---------- TEXT ----------
Will Polanski Walk? Do the Math

The director’s Chino Prison time, plus his Swiss incarceration, may equal no further jail time.

The latest wrinkle in film director Roman Polanski’s legal problems is a hint from one of his French lawyers (since denied by another Polanski attorney) that the auteur is considering throwing in the towel and will stop fighting extradition to the U.S.

 

Polanski is being portrayed as a man who, rather than potentially spend years behind bars fighting transfer to Los Angeles, will choose to face the music now for his 1977 arrest for sexual assault on a minor.

 

There may be another reason, however, behind Polanski’s apparent change in attitude, one that would make his voluntary return to Los Angeles a shrewd legal calculation.

In 1978 Polanski surrendered to authorities and was taken to Chino State Prison, where he was to be psychiatrically evaluated. He could have remained there 90 days – the term Superior Court Judge Laurence Rittenband originally had in mind as punishment for Polanski’s confessed crime.
----------
* THE PROBLEM:
According to the Polanski article, where was Polanski taken after he surrendered to authorities in 1978? The entries are separate material, unconnected to the Polanski article.
---------- RECORD EXTRACTS ----------
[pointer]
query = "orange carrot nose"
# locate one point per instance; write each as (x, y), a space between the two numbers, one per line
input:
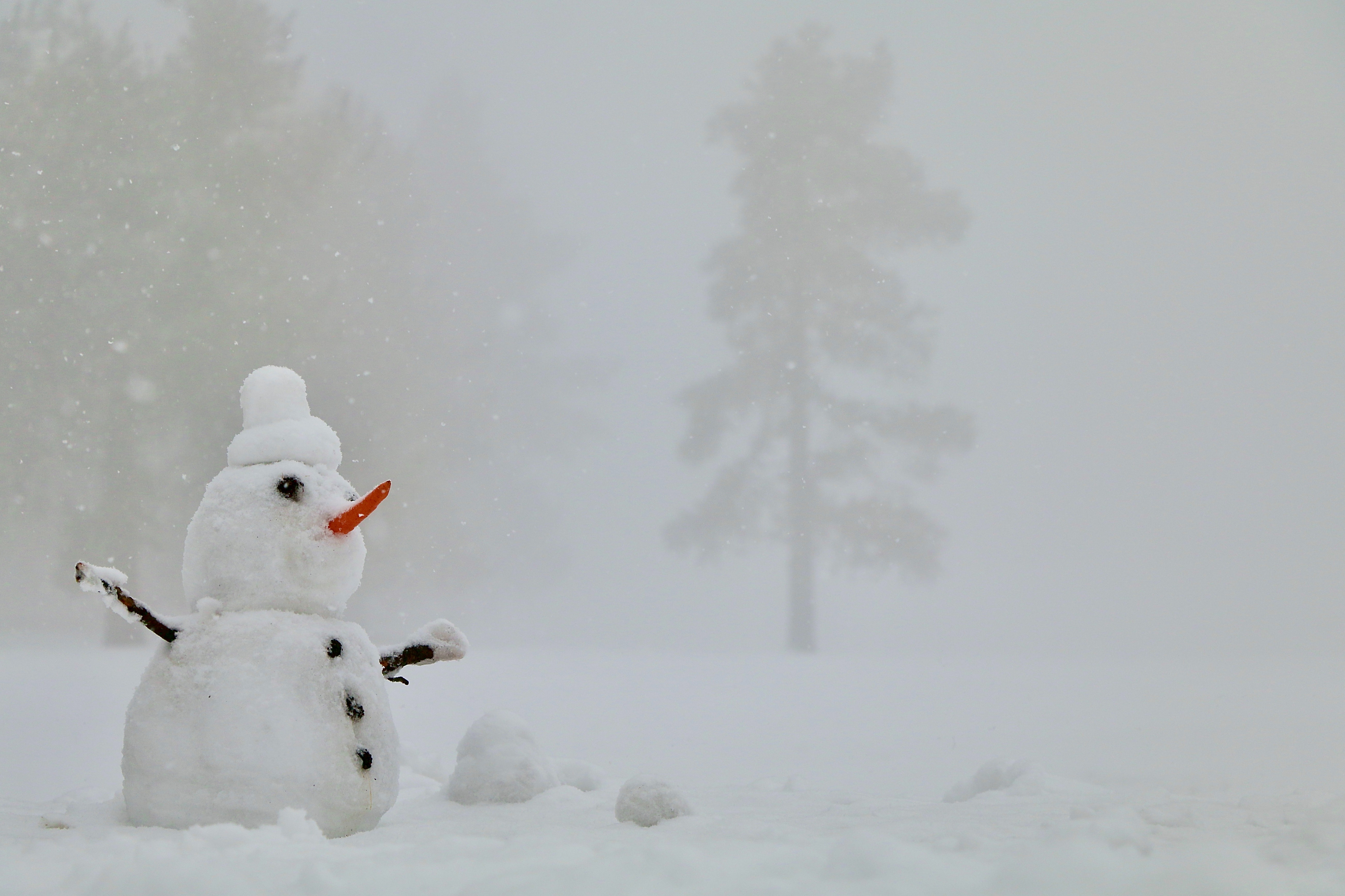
(346, 521)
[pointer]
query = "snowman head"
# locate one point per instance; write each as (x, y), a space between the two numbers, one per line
(278, 527)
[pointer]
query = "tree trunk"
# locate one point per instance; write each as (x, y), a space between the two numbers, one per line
(801, 520)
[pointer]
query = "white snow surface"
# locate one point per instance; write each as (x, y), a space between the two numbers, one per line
(646, 801)
(278, 424)
(809, 775)
(499, 762)
(444, 638)
(252, 548)
(248, 714)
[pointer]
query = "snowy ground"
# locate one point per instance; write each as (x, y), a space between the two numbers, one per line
(808, 775)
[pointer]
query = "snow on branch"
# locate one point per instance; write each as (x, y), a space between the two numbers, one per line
(431, 644)
(110, 582)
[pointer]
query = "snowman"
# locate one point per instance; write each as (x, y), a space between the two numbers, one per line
(266, 699)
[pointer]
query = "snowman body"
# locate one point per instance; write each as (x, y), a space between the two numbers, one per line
(267, 699)
(251, 712)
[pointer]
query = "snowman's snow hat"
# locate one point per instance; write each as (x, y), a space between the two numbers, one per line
(278, 424)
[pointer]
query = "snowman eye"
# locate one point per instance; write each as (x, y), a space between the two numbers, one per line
(291, 487)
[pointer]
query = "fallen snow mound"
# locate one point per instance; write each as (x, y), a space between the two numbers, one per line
(499, 762)
(647, 801)
(1019, 778)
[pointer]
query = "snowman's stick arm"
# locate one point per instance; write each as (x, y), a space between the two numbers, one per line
(395, 658)
(432, 644)
(99, 579)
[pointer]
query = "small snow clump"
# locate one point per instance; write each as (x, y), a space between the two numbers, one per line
(579, 774)
(647, 801)
(499, 762)
(997, 774)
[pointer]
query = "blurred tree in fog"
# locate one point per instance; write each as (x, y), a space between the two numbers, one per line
(169, 227)
(821, 331)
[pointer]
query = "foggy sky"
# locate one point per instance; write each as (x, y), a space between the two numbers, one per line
(1145, 317)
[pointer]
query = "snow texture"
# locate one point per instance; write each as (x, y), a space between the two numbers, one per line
(813, 775)
(578, 774)
(93, 583)
(267, 701)
(997, 774)
(444, 637)
(1016, 777)
(278, 424)
(252, 548)
(647, 801)
(499, 762)
(248, 714)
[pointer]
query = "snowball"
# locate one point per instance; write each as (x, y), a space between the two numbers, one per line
(579, 774)
(499, 762)
(278, 424)
(274, 393)
(649, 801)
(251, 548)
(249, 714)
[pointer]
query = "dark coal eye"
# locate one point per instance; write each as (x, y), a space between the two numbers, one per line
(291, 487)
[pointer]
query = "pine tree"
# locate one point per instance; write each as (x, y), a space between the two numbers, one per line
(822, 331)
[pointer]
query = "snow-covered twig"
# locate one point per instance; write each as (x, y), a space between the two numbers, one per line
(431, 644)
(108, 582)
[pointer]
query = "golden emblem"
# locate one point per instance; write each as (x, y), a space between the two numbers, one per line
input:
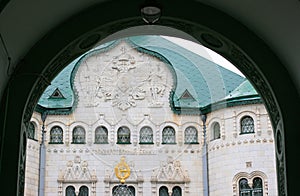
(122, 170)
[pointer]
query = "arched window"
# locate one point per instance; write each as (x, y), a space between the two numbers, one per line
(176, 191)
(101, 135)
(78, 135)
(216, 131)
(56, 135)
(132, 190)
(123, 135)
(31, 130)
(257, 187)
(163, 191)
(70, 191)
(247, 125)
(191, 135)
(146, 135)
(168, 135)
(83, 191)
(244, 187)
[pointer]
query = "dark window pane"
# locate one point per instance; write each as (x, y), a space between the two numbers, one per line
(247, 125)
(191, 135)
(78, 135)
(123, 135)
(101, 135)
(146, 135)
(56, 135)
(70, 191)
(168, 135)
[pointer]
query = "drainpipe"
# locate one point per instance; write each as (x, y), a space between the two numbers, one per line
(42, 160)
(205, 158)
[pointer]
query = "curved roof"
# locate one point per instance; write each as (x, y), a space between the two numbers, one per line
(200, 82)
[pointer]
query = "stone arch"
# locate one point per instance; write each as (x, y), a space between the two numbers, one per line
(250, 177)
(64, 44)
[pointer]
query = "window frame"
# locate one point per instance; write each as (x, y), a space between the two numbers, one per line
(140, 134)
(164, 130)
(84, 140)
(62, 135)
(106, 133)
(244, 118)
(196, 141)
(118, 135)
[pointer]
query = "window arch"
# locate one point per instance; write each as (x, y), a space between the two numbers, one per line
(191, 135)
(78, 135)
(83, 191)
(31, 130)
(70, 191)
(146, 135)
(216, 131)
(255, 190)
(168, 135)
(176, 191)
(163, 191)
(123, 135)
(244, 187)
(101, 135)
(247, 125)
(56, 135)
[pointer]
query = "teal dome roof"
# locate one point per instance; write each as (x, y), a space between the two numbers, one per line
(200, 82)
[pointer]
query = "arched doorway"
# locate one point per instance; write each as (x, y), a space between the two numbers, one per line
(66, 42)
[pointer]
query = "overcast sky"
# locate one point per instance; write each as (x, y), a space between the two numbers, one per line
(205, 52)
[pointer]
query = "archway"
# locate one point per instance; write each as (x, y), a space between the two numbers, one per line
(209, 26)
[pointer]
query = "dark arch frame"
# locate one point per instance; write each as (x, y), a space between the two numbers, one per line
(211, 27)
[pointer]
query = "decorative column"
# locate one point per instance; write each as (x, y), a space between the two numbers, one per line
(205, 158)
(42, 160)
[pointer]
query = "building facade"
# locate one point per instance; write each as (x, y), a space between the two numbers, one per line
(177, 129)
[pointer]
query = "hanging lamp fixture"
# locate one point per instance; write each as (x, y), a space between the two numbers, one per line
(150, 11)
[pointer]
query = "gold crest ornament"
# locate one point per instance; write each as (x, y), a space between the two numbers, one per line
(122, 170)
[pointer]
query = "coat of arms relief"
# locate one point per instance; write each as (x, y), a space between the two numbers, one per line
(128, 77)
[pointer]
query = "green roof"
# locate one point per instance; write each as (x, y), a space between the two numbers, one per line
(200, 82)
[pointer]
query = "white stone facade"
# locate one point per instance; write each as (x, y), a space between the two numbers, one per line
(123, 87)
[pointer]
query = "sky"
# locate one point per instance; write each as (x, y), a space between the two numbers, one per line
(205, 52)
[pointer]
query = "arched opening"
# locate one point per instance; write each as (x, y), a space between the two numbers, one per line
(244, 56)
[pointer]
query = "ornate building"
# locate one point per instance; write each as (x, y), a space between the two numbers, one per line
(183, 124)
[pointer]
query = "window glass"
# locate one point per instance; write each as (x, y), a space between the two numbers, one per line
(146, 135)
(123, 135)
(83, 191)
(257, 187)
(216, 131)
(163, 191)
(56, 135)
(191, 135)
(70, 191)
(101, 135)
(78, 135)
(31, 130)
(247, 125)
(244, 188)
(176, 191)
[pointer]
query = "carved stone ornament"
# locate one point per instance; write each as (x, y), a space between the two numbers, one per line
(122, 77)
(171, 172)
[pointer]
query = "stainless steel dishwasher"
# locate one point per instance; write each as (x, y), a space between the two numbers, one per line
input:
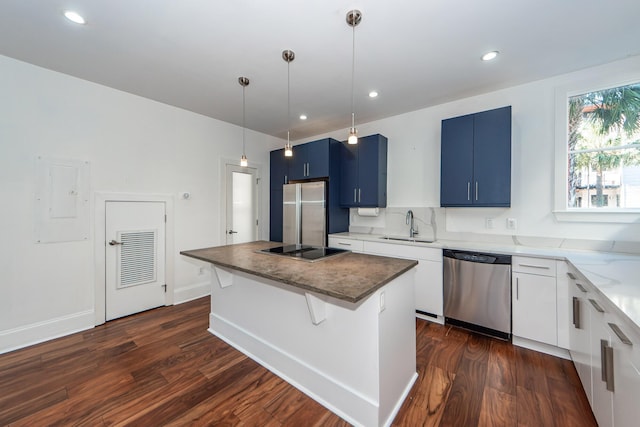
(477, 292)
----------
* ANSWER TO THIS EXERCISE:
Chino State Prison, where he was to be psychiatrically evaluated.